__Provided entries__
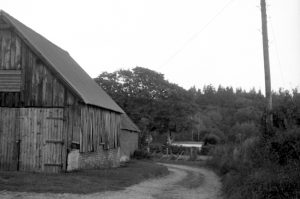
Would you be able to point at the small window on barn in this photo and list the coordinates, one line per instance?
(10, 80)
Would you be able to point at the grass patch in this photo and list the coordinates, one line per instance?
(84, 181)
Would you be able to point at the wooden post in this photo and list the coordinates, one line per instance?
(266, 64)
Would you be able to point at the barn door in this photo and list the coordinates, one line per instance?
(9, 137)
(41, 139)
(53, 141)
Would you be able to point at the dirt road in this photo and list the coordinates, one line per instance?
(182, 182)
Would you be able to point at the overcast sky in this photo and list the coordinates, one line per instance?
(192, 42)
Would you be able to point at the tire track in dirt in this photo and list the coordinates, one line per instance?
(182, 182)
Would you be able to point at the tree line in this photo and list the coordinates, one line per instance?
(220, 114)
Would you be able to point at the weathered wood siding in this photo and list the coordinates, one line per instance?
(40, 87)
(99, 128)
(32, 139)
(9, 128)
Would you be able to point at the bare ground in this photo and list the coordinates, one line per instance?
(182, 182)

==

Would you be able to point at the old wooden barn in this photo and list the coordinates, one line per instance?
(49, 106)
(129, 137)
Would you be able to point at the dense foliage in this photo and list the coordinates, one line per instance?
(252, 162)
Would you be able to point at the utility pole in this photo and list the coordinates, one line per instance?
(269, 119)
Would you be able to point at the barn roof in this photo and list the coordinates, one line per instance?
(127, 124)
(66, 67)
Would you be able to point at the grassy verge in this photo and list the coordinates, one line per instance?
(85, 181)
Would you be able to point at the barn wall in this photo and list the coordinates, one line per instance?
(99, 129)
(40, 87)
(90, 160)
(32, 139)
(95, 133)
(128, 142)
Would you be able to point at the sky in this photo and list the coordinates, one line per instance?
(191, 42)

--

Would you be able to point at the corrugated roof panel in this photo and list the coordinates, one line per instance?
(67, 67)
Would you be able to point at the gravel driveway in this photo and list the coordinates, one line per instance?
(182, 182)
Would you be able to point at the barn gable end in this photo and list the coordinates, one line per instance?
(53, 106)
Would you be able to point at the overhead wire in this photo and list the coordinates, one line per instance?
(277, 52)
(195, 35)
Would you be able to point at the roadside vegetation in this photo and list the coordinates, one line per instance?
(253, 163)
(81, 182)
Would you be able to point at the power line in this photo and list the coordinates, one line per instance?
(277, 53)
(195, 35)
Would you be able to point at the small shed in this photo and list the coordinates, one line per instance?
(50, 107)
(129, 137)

__What you will do__
Copy every line from the entries above that contains the word "dirt".

__Result below__
Would you be able to point at the dirt road in this photo and list the coordinates, one line per instance?
Would you be able to point at the tire track in dirt in this photo and list the coordinates, one line per instance?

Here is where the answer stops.